▶ _WORK ITEM_:
Whenever a line carries the word "Target", pull it out of the entries.

▶ _SUPPLIED RECORDS_:
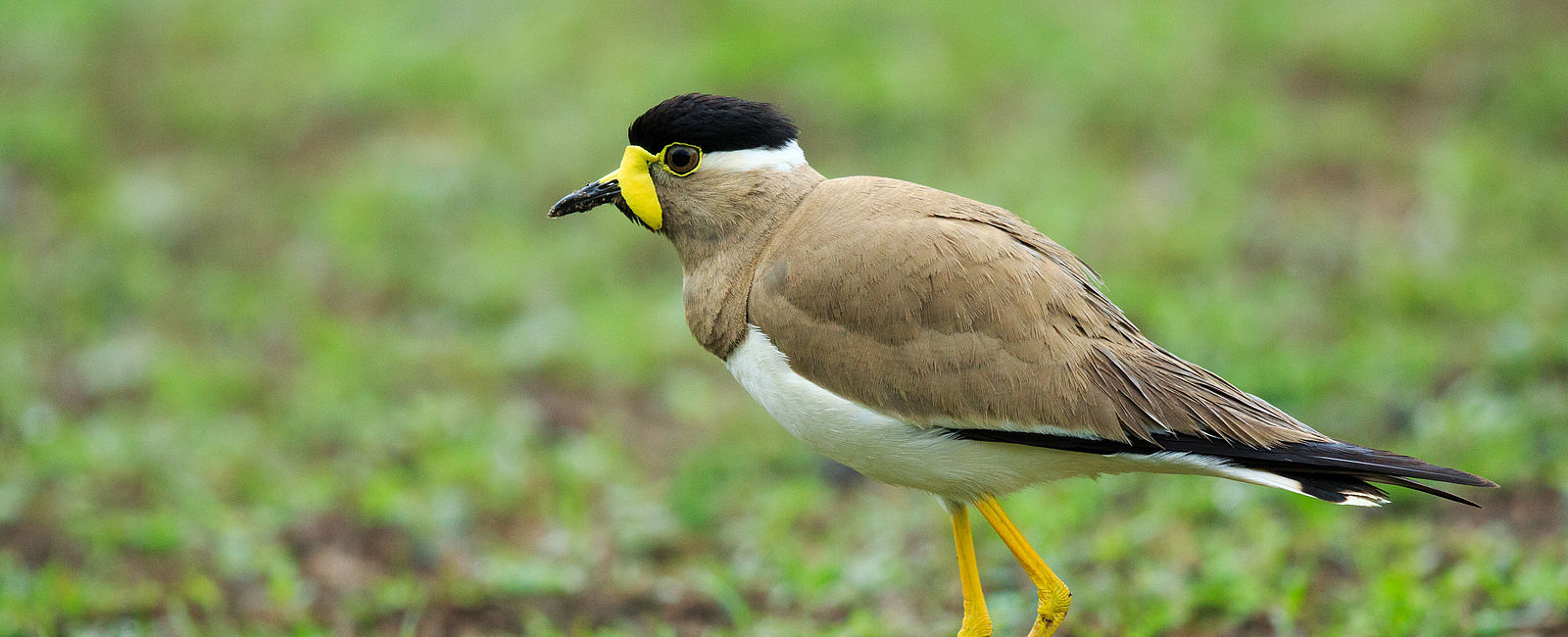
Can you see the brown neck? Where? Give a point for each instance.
(720, 239)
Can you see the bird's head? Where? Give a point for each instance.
(692, 161)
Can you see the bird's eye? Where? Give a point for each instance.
(682, 159)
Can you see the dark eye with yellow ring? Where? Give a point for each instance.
(682, 159)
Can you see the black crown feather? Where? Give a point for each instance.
(712, 122)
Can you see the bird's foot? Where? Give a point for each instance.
(1053, 609)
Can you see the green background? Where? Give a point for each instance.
(289, 347)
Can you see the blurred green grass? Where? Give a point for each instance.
(287, 346)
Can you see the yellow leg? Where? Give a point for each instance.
(977, 623)
(1054, 597)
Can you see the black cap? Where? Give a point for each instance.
(712, 122)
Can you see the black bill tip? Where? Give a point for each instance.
(587, 198)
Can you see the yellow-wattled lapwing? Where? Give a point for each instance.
(937, 342)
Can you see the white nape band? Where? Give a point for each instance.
(780, 159)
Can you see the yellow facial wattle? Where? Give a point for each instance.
(637, 185)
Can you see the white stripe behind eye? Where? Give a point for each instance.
(778, 159)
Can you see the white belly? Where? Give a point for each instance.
(894, 451)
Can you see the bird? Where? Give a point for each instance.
(941, 344)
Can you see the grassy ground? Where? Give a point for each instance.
(289, 347)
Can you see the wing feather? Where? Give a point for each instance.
(943, 310)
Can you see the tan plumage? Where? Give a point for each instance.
(940, 308)
(938, 342)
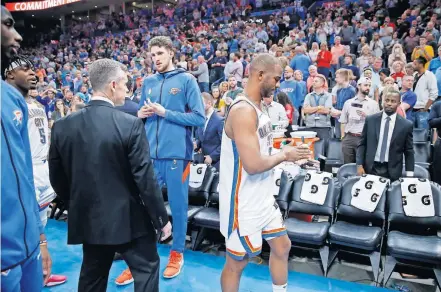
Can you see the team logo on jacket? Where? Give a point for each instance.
(18, 117)
(174, 91)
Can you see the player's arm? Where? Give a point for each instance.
(196, 116)
(243, 132)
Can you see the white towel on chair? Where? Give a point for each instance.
(417, 197)
(315, 187)
(197, 174)
(367, 192)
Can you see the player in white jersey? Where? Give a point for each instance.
(20, 74)
(248, 211)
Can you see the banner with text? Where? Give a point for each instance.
(37, 5)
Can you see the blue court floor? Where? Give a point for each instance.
(201, 272)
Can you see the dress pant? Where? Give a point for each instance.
(380, 169)
(140, 255)
(349, 147)
(437, 161)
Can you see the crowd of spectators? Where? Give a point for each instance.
(325, 51)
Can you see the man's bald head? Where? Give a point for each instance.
(263, 62)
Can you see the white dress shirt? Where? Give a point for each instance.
(208, 116)
(393, 118)
(102, 99)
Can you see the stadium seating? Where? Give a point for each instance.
(412, 241)
(311, 235)
(357, 231)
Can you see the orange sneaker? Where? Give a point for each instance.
(125, 278)
(174, 266)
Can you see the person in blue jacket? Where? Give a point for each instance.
(25, 261)
(171, 104)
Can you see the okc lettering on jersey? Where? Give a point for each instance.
(265, 130)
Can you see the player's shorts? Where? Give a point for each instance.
(44, 192)
(240, 247)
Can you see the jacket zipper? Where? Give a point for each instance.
(19, 189)
(157, 121)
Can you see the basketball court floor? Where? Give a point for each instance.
(201, 271)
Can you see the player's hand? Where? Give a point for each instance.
(208, 160)
(295, 153)
(360, 170)
(166, 231)
(47, 263)
(157, 108)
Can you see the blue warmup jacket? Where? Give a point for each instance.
(170, 137)
(21, 225)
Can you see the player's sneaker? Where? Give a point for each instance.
(125, 278)
(174, 266)
(55, 280)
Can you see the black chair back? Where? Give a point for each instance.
(300, 206)
(346, 209)
(333, 150)
(214, 193)
(398, 216)
(346, 171)
(419, 172)
(199, 196)
(286, 182)
(420, 135)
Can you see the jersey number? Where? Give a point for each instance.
(42, 136)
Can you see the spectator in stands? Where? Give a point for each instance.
(341, 92)
(435, 63)
(324, 59)
(317, 108)
(276, 112)
(352, 119)
(408, 97)
(435, 123)
(426, 90)
(202, 74)
(423, 50)
(382, 153)
(209, 137)
(301, 62)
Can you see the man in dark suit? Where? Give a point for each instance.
(99, 163)
(385, 138)
(209, 138)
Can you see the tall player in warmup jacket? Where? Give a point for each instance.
(248, 211)
(25, 261)
(21, 75)
(171, 104)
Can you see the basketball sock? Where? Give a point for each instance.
(280, 288)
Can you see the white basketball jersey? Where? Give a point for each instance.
(246, 201)
(38, 128)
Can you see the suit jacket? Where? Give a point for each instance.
(99, 163)
(401, 143)
(130, 107)
(210, 140)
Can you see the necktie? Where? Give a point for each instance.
(384, 143)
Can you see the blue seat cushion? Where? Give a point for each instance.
(307, 232)
(357, 236)
(414, 246)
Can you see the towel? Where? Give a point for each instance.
(290, 168)
(367, 192)
(197, 174)
(315, 187)
(417, 197)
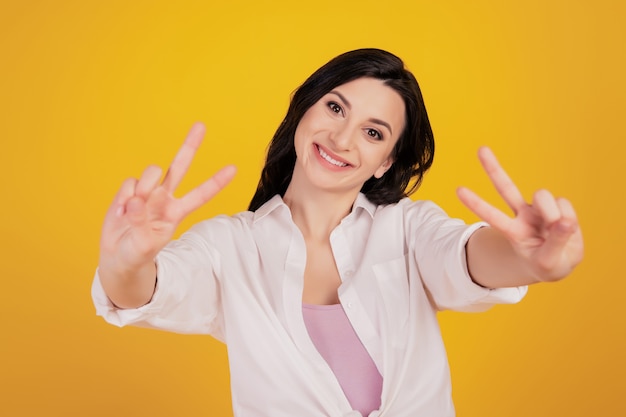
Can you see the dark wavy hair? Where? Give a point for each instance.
(413, 153)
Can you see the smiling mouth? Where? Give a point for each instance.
(329, 159)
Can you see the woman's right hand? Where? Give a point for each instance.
(142, 220)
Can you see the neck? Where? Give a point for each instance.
(317, 212)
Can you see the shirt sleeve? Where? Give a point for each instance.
(187, 296)
(438, 243)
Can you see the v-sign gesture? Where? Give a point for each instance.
(542, 242)
(142, 220)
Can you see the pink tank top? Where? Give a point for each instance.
(337, 342)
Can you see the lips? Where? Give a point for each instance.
(333, 160)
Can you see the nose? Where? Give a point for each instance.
(344, 137)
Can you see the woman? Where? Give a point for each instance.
(326, 290)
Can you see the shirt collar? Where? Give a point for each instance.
(277, 201)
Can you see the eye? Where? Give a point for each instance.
(334, 107)
(375, 134)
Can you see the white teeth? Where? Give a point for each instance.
(329, 159)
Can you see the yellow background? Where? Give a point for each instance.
(92, 92)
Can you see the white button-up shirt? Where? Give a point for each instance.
(240, 279)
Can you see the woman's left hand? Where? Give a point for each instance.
(545, 234)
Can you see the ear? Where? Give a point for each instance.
(384, 167)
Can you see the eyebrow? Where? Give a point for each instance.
(349, 106)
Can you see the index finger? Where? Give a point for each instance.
(500, 179)
(182, 161)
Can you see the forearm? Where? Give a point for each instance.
(492, 262)
(130, 288)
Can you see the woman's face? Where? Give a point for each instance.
(348, 136)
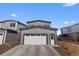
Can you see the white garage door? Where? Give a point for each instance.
(34, 39)
(1, 38)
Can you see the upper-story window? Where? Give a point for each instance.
(12, 24)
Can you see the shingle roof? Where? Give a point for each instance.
(39, 27)
(39, 21)
(13, 21)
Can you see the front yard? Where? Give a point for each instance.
(5, 47)
(67, 48)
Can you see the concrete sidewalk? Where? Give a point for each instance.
(32, 50)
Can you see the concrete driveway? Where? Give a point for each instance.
(31, 50)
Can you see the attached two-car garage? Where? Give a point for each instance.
(35, 39)
(1, 38)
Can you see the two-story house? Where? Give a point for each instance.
(38, 32)
(9, 30)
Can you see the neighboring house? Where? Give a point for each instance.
(39, 32)
(9, 31)
(71, 31)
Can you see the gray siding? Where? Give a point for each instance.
(36, 31)
(6, 25)
(38, 24)
(19, 26)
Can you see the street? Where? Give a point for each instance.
(32, 50)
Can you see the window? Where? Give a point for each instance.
(12, 24)
(51, 36)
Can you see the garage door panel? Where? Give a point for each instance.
(34, 39)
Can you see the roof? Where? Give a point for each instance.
(39, 21)
(13, 21)
(39, 27)
(71, 25)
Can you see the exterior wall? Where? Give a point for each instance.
(20, 26)
(12, 37)
(38, 24)
(4, 34)
(38, 31)
(66, 30)
(1, 25)
(75, 28)
(6, 25)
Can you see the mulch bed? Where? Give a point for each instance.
(4, 47)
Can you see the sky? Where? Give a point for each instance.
(60, 14)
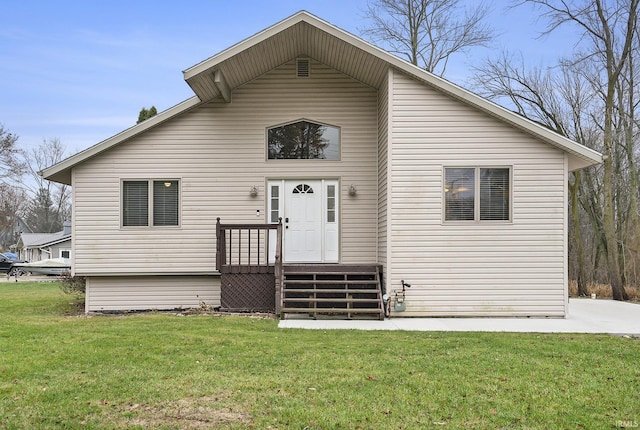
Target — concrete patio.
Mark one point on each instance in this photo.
(585, 316)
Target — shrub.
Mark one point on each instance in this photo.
(72, 284)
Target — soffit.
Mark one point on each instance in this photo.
(298, 40)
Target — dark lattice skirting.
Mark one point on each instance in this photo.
(248, 292)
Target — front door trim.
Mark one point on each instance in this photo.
(281, 202)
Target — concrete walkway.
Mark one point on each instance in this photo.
(585, 316)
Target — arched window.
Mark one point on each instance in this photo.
(304, 140)
(303, 189)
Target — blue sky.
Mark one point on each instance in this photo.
(80, 71)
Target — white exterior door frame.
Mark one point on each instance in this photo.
(310, 216)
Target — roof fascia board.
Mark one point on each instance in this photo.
(244, 44)
(120, 137)
(588, 155)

▶ _RESULT FOR THIS EXERCISE_:
Target — concrete patio.
Target — shrub.
Target — soffit.
Target — dark lattice skirting.
Target — front door trim.
Target — concrete walkway.
Target — arched window.
Target — blue sky.
Target — white exterior door frame.
Target — roof fascia board.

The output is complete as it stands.